### AIM OF THE TASK
Using the records below, locate all lines containing "output" and return them.

┌──

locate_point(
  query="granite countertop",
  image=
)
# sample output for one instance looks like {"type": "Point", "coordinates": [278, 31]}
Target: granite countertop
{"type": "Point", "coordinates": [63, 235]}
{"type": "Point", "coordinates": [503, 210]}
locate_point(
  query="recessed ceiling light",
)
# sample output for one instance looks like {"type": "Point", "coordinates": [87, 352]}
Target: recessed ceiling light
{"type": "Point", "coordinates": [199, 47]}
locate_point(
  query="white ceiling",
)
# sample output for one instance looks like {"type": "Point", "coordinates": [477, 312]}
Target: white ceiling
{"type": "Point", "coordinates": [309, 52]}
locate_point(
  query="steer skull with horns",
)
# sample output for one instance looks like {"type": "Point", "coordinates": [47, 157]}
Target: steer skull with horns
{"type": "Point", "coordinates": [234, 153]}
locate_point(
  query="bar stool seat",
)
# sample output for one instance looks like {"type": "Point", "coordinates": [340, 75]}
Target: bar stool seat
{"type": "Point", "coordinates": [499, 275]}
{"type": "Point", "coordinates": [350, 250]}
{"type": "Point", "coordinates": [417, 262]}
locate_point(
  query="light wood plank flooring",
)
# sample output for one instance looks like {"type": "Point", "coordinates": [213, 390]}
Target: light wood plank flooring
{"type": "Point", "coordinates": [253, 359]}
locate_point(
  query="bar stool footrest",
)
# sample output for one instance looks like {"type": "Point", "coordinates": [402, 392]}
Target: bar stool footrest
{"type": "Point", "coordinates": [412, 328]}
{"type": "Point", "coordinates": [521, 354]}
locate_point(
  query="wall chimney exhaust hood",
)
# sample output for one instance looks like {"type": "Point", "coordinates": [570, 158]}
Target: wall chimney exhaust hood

└──

### COMPLETED EXERCISE
# sample output for one instance looks like {"type": "Point", "coordinates": [278, 31]}
# sample output for one instance looks like {"type": "Point", "coordinates": [87, 352]}
# sample output for one instance looks like {"type": "Point", "coordinates": [477, 312]}
# sample output for one instance looks like {"type": "Point", "coordinates": [47, 157]}
# sample output for one instance looks like {"type": "Point", "coordinates": [340, 75]}
# sample output for one instance looks like {"type": "Point", "coordinates": [213, 390]}
# sample output for one instance looks like {"type": "Point", "coordinates": [402, 392]}
# sample output for one instance looks like {"type": "Point", "coordinates": [570, 158]}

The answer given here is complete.